▶ What the task asks
Convert the records from the line containing "User intent: locate the window sill" through the line containing "[[312, 138, 425, 152]]" into a two-column CSV with the headers text and answer. Give one row per record, with each value in a single quoted field and its line breaks replaced by spaces.

▶ Record list
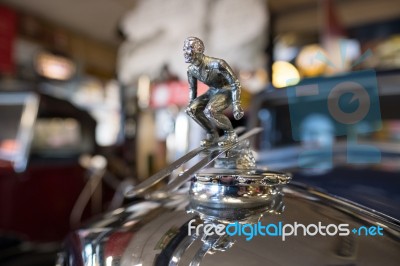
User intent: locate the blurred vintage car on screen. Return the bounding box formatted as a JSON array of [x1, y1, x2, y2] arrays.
[[57, 70, 400, 266], [0, 90, 96, 265]]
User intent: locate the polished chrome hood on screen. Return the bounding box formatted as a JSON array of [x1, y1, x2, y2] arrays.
[[59, 185, 400, 265]]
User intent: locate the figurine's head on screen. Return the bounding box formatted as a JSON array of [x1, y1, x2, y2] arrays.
[[183, 37, 204, 63]]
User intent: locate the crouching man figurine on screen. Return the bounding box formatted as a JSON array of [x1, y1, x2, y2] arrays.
[[183, 37, 244, 147]]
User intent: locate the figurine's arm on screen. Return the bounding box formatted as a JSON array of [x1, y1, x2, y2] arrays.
[[187, 70, 197, 103], [220, 60, 244, 120]]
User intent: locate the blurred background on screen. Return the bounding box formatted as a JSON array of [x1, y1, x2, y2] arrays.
[[0, 0, 400, 265]]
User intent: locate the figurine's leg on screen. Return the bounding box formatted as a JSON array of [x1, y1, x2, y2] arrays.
[[185, 93, 218, 146], [204, 89, 237, 146]]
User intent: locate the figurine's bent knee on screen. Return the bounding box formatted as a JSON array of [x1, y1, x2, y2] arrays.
[[204, 107, 214, 119], [185, 106, 194, 116]]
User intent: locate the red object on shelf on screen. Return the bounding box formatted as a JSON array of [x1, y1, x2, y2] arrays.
[[150, 81, 208, 108], [0, 6, 17, 73]]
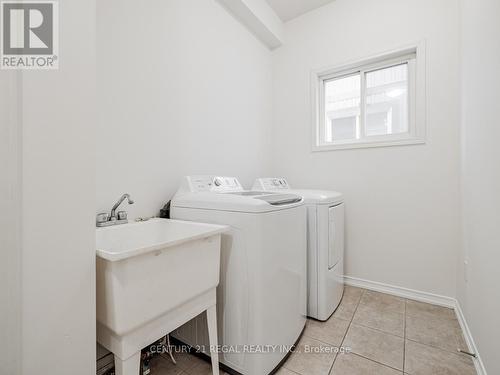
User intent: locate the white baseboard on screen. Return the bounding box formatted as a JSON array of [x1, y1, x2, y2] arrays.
[[455, 301, 487, 375], [344, 276, 487, 375], [344, 276, 456, 309]]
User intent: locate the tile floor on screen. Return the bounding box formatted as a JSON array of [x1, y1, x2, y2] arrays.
[[146, 287, 476, 375]]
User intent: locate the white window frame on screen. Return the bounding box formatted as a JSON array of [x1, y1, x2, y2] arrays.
[[311, 41, 426, 152]]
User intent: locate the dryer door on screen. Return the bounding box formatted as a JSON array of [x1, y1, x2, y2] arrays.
[[328, 203, 344, 269]]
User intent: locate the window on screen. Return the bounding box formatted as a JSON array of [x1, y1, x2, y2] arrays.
[[313, 48, 425, 151]]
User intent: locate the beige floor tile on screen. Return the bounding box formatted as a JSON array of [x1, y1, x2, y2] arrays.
[[284, 336, 336, 375], [332, 285, 365, 321], [304, 317, 349, 346], [405, 340, 476, 375], [359, 290, 405, 314], [162, 352, 204, 371], [342, 324, 404, 370], [150, 356, 185, 375], [330, 353, 403, 375], [185, 361, 228, 375], [352, 305, 405, 337], [275, 367, 297, 375], [406, 315, 464, 352], [406, 300, 456, 319]]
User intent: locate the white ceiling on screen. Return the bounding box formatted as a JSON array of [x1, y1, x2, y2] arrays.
[[266, 0, 334, 22]]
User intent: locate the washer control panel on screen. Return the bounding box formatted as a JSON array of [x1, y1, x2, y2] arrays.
[[187, 176, 243, 193], [253, 177, 290, 191]]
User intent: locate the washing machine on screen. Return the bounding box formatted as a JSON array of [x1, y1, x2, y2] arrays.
[[171, 176, 307, 375], [252, 178, 344, 321]]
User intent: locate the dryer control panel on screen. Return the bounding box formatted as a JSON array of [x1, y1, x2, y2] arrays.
[[252, 177, 290, 191], [186, 176, 243, 193]]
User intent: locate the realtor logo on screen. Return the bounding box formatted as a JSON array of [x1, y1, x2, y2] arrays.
[[0, 0, 59, 69]]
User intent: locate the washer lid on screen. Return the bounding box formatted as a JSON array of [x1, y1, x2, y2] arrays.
[[171, 192, 304, 213], [288, 189, 344, 204]]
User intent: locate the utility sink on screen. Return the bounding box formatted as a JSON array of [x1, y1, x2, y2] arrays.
[[96, 219, 227, 375]]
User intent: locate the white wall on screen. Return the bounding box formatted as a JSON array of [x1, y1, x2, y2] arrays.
[[273, 0, 460, 296], [21, 0, 96, 375], [0, 71, 22, 375], [97, 0, 272, 218], [457, 0, 500, 374]]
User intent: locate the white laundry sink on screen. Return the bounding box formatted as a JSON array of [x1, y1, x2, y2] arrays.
[[96, 219, 227, 373]]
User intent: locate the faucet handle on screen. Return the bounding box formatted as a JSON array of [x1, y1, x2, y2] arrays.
[[117, 211, 128, 220], [95, 212, 109, 224]]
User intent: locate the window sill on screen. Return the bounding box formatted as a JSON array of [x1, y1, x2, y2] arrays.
[[312, 138, 425, 152]]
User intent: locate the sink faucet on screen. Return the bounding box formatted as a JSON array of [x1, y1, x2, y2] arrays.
[[109, 194, 134, 220], [96, 194, 134, 227]]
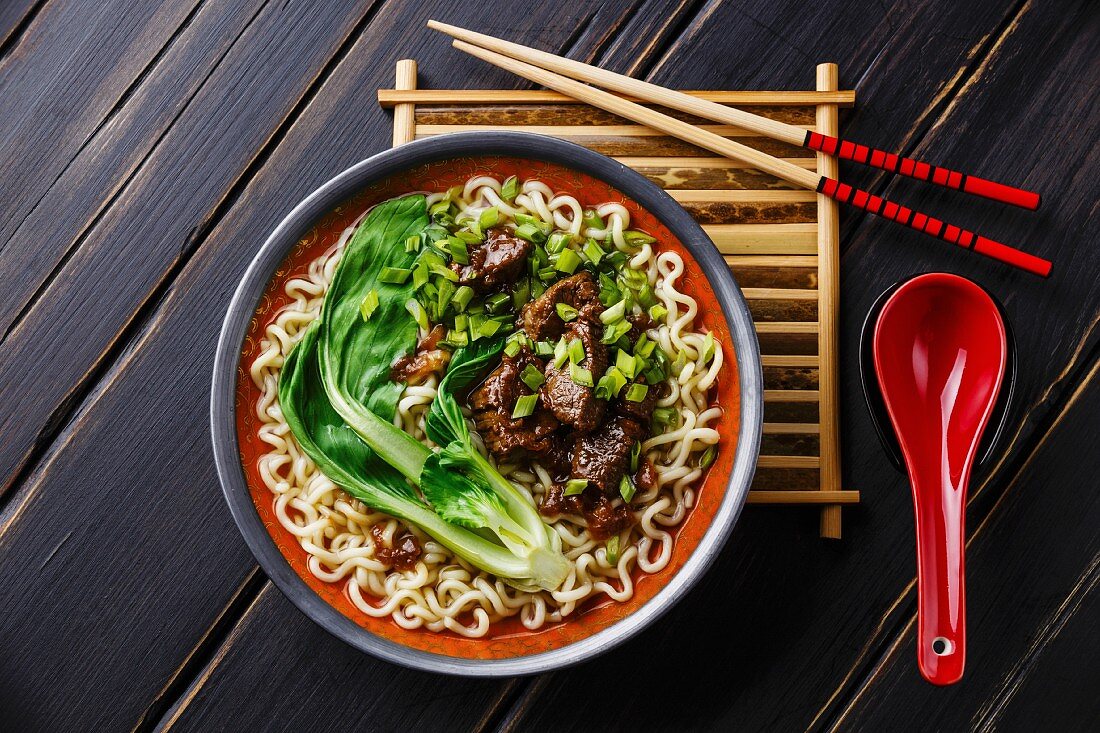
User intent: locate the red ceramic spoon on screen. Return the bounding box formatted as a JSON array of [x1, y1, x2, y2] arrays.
[[873, 273, 1008, 685]]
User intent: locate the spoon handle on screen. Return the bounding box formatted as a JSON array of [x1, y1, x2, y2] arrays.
[[911, 470, 969, 685]]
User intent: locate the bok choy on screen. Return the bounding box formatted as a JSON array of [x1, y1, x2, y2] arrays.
[[279, 195, 571, 590]]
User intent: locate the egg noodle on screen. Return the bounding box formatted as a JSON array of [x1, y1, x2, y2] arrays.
[[250, 176, 723, 637]]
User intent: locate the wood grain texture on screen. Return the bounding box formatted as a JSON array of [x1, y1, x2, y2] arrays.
[[0, 2, 376, 497], [835, 362, 1100, 731], [0, 2, 651, 730]]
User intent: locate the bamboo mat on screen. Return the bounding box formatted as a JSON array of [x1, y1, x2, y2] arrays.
[[378, 59, 859, 538]]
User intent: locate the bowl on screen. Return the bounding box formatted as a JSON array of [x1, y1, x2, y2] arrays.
[[210, 132, 763, 677]]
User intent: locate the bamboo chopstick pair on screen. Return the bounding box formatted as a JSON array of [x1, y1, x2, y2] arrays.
[[428, 21, 1051, 277]]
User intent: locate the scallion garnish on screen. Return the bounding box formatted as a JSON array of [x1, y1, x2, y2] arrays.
[[359, 288, 378, 320], [554, 250, 581, 275], [554, 303, 580, 324], [519, 364, 547, 392], [600, 300, 629, 323], [378, 267, 413, 285], [699, 446, 718, 469], [619, 475, 638, 502], [569, 364, 593, 386], [565, 479, 589, 496], [512, 394, 539, 420]]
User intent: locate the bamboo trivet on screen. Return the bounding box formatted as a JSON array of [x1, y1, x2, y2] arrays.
[[378, 59, 859, 538]]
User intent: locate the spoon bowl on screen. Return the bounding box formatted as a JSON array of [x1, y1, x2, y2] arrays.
[[871, 273, 1011, 685]]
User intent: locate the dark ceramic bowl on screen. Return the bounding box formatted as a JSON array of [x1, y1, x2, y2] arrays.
[[210, 132, 763, 677]]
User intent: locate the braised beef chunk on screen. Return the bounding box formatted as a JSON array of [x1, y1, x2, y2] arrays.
[[519, 272, 604, 341], [389, 324, 451, 385], [572, 415, 646, 496], [371, 524, 421, 570], [541, 319, 607, 433], [455, 227, 532, 291], [539, 485, 637, 539], [470, 349, 559, 460], [615, 380, 664, 425], [634, 458, 657, 491]]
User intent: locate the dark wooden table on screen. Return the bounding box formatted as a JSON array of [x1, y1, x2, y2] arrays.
[[0, 0, 1100, 731]]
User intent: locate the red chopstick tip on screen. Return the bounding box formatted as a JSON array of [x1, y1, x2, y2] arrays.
[[974, 234, 1052, 277], [963, 176, 1040, 211]]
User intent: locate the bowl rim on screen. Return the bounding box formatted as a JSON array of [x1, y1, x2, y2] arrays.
[[210, 131, 763, 677]]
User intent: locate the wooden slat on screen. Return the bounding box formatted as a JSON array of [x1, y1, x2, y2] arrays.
[[378, 89, 856, 107], [817, 64, 840, 539], [757, 456, 820, 468], [748, 490, 859, 504]]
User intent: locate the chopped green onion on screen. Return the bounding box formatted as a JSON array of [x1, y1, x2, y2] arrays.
[[378, 267, 413, 285], [554, 250, 581, 275], [623, 229, 657, 247], [553, 336, 569, 369], [596, 367, 627, 401], [703, 331, 715, 364], [516, 221, 547, 244], [619, 475, 638, 502], [569, 364, 593, 386], [600, 318, 630, 343], [405, 298, 430, 331], [699, 446, 718, 469], [512, 277, 531, 310], [413, 261, 428, 291], [600, 300, 629, 323], [477, 318, 501, 339], [554, 303, 580, 324], [447, 329, 470, 349], [359, 288, 378, 320], [604, 535, 619, 565], [547, 231, 573, 254], [477, 206, 501, 231], [451, 285, 474, 313], [615, 349, 638, 380], [436, 280, 457, 314], [569, 339, 584, 364], [447, 237, 470, 264], [519, 364, 547, 392], [581, 239, 607, 264], [565, 479, 589, 496], [512, 394, 539, 420]]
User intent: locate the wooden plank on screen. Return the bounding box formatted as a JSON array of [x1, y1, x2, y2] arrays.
[[501, 2, 1100, 731], [378, 89, 856, 107], [0, 0, 378, 493], [817, 64, 840, 539], [0, 2, 651, 730], [836, 370, 1100, 731]]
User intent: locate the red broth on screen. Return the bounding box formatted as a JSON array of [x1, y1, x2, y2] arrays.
[[237, 156, 740, 659]]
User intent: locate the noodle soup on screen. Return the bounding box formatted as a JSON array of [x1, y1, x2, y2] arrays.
[[238, 157, 739, 658]]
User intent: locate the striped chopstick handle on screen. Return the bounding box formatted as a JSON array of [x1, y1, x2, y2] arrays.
[[803, 130, 1040, 211], [817, 176, 1051, 277]]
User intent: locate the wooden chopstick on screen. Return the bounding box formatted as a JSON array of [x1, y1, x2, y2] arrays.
[[428, 21, 1040, 210], [435, 33, 1051, 277]]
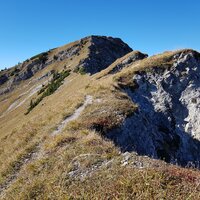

▶ Response to the exercise
text,answer
"User intent: locate the window sill on screen. Return the bounding box formatted as a JSON array of [x1, y1, x2, y2] arrays.","[[312, 138, 425, 152]]"